** start Records provided **

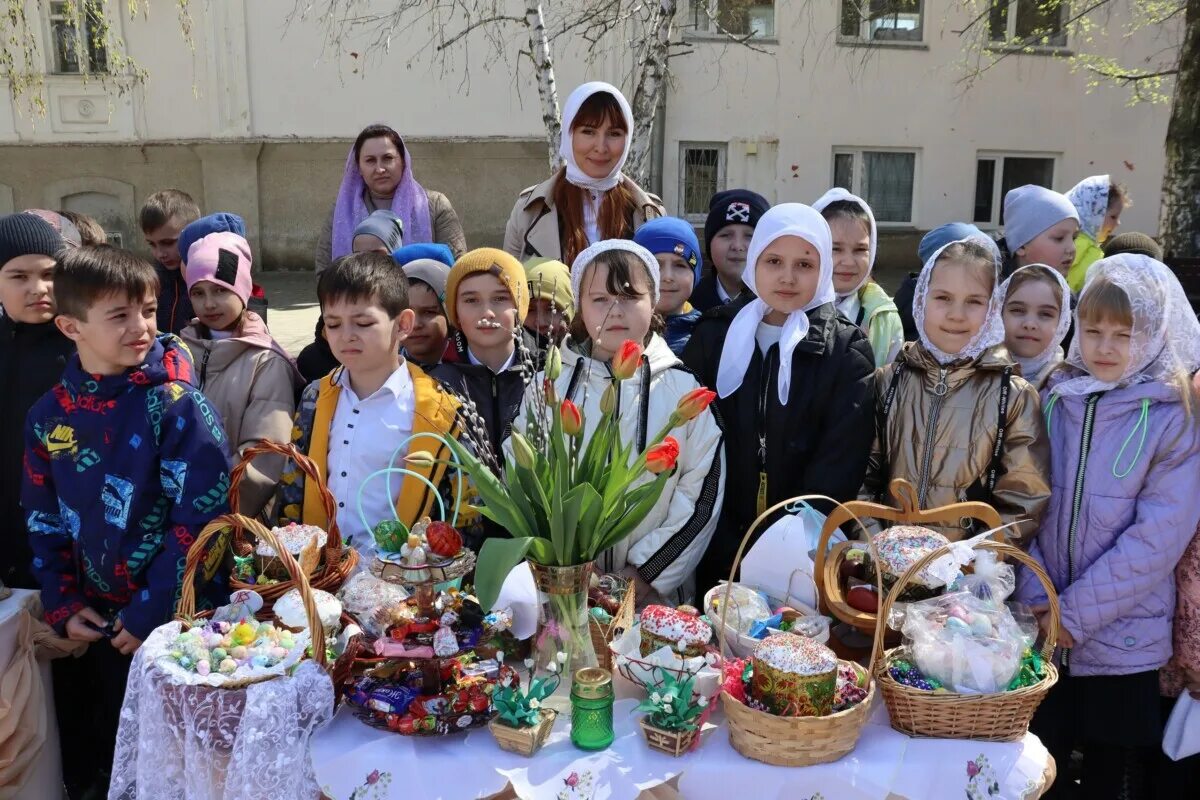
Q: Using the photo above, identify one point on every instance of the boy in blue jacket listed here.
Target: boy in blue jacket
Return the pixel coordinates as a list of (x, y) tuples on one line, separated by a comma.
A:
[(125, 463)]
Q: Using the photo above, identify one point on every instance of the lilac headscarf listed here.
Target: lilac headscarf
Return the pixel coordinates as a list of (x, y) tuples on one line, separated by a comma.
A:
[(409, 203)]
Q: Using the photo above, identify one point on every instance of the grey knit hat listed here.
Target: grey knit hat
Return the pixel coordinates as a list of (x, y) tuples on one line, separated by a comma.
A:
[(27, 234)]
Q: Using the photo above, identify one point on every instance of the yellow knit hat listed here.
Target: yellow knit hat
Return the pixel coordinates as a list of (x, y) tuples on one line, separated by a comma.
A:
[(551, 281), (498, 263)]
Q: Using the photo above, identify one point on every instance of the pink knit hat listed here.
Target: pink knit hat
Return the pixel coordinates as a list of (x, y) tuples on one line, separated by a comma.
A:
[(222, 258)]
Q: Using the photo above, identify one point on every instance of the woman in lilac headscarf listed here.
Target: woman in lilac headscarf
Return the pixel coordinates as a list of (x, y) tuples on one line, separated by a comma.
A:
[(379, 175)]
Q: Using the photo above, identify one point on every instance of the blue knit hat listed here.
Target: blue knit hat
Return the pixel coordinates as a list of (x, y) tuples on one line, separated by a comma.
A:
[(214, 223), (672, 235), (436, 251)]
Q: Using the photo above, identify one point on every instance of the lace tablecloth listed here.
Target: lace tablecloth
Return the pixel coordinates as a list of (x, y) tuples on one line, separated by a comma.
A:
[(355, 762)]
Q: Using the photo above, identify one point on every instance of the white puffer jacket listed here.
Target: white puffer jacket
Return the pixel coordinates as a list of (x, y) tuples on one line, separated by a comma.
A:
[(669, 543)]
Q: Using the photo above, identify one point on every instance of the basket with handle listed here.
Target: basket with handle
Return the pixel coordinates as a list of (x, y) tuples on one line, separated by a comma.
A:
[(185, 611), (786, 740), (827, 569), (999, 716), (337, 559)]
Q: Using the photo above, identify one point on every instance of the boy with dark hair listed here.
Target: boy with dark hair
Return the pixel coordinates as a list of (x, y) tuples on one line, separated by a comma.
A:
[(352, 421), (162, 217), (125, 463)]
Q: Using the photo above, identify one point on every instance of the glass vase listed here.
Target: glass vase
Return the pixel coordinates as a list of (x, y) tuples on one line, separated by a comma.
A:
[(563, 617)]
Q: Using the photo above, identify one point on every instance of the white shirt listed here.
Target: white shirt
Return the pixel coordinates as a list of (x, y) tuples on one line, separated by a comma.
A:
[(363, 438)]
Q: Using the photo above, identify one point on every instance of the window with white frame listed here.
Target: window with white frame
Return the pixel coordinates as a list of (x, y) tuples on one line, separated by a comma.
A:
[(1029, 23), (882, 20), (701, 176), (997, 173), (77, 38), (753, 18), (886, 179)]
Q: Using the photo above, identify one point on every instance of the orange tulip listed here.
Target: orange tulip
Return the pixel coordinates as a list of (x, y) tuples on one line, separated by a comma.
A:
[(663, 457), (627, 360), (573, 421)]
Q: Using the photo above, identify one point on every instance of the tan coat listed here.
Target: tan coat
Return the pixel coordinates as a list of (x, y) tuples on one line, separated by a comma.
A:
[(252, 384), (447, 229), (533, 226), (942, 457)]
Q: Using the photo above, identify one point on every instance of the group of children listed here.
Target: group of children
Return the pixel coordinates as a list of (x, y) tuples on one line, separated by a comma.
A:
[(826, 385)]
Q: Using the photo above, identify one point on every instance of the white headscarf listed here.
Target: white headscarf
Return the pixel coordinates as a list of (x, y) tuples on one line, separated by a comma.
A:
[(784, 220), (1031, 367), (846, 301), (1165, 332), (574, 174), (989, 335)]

** end Records provided **

### What you are asked to do:
Convert every line of the records above into a numbered list with one line per item, skipping blank lines and leaving the pictures out.

### Task output:
1. Q: Using the photo above, identify one point on every instance of the boy in blue jacket listed here.
2. Target: boy in blue jacket
3. Return the pixel coordinates as a list of (x, y) tuples on one line, separated by a comma.
4. A:
5. [(125, 463)]
6. Q: Using the photo above, identify one point on every instance of the lilac headscarf listed here.
7. Target: lilac headscarf
8. Return the pixel coordinates as a list of (x, y) tuples on one line, separated by a comma.
9. A:
10. [(409, 203)]
11. Q: Using the photo above, identify one point on every instance of the grey knit hat listed here.
12. Target: grey knit hat
13. Return the pixel coordinates as a list of (x, y) tuples on one line, separated by a comma.
14. A:
15. [(27, 234)]
16. Q: Using the photo above, identify one point on every instance of the yellow knit hat listed here.
17. Target: yellow knit hat
18. Return the pixel coordinates as a list of (x, y) tuples on one line, separated by a comma.
19. A:
20. [(551, 281), (498, 263)]
21. Q: Using the photo above, identify one point on every instance of the pink knit hat listed here.
22. Target: pink knit hat
23. Return the pixel coordinates as a list of (x, y) tuples on one line, separated by a comma.
24. A:
25. [(222, 258)]
26. Q: Using the photo above, identify one point on every instance of the woman in lilac headscarf listed here.
27. Target: woman in lilac headscarf
28. Return the pixel coordinates as a list of (x, y) tuples on one line, separated by a comma.
29. A:
30. [(379, 175)]
31. Q: Using the photo above, identify one point on every instance of the blue knit hat listed here.
32. Target: blue knit hat
33. Return the pixel coordinates as a list of (x, y) tuples on one line, separated by a comma.
34. A:
35. [(214, 223), (672, 235), (436, 251)]
36. Q: Using the photo above, identify one point on every instance of the lace tablecloth listed here.
37. Target: lace tablecloth
38. Return the pixel coordinates as a list of (x, y) tuples on one line, separated by a comma.
39. A:
40. [(355, 762)]
41. Q: Using the photo above, identify one point on every instance of the white puffer jacket listed here.
42. Target: white puffer jacket
43. Return the pixel coordinates as a list of (x, y) tuples on one line, separated by a comma.
44. A:
45. [(669, 543)]
46. Q: Using the photo above, identify one point on every instance of the basket with handle listed here.
47. Target: basket with handle
48. Return the pixel coordinates as a list of (x, y) tuples on one line, separated by a comma.
49. A:
50. [(185, 611), (786, 740), (827, 569), (999, 716), (337, 559)]
51. Q: Using the photo above, identify one point on every instance of the boy with dark hair listed here.
52. Target: boy with dark hair
53. Return the pixel coordinates as a list of (x, y) tuples on one line, separated by a comma.
54. A:
55. [(352, 421), (162, 217), (125, 463)]
56. Q: Using the photo above, identify one point on every instance of the glass vase listed here.
57. Target: glass vase
58. Return the pixel coordinates as a list of (x, y) tuples on one line, separated by a comma.
59. A:
60. [(563, 617)]
61. Q: Using the photo above, identify one point on every instance of the white shirt listed here.
62. Target: white shirt
63. Return the pixel coordinates as a list of (x, y) tuples on one line, separated by a comma.
64. A:
65. [(363, 438)]
66. Q: Using the photo above, identify one point on every instance of the window with white frame listed here.
67. Target: window with white frame
68. Return the pixel coordinates as a list of (x, y) tuples on one line, separated by a comma.
69. A:
70. [(1029, 23), (882, 20), (701, 176), (997, 173), (77, 38), (753, 18), (886, 179)]
71. Q: Using the photo above, identify one point on every instance of the orange tulip listed here.
72. Target: orange tulip
73. Return the pixel coordinates as a list of (x, y) tuples on one line, separated by a comma.
74. A:
75. [(663, 457), (627, 360), (573, 421)]
76. Q: Using the photo above, identify one point on every instance of the tan coat listed here.
77. Target: tan coat
78. Return the pixel coordinates as a list of (x, y) tuples on one line, separated by a comma.
79. A:
80. [(252, 384), (447, 229), (533, 226), (942, 457)]
81. Q: Using the photo above, identify one point on every instance of the group of children listed here.
82. Target: group of children
83. Return the pixel coordinates as a list of (x, y) tuples on one line, separated by a comma.
84. A:
85. [(826, 385)]
86. Q: Using the photo above, identify one point on every instance of the white headscarf listed here.
87. Target: white headscarf
88. Return the pixel coordinates as a list of (x, y) tuples on one line, separated by a comma.
89. A:
90. [(784, 220), (1031, 367), (846, 301), (1165, 332), (574, 174), (989, 335)]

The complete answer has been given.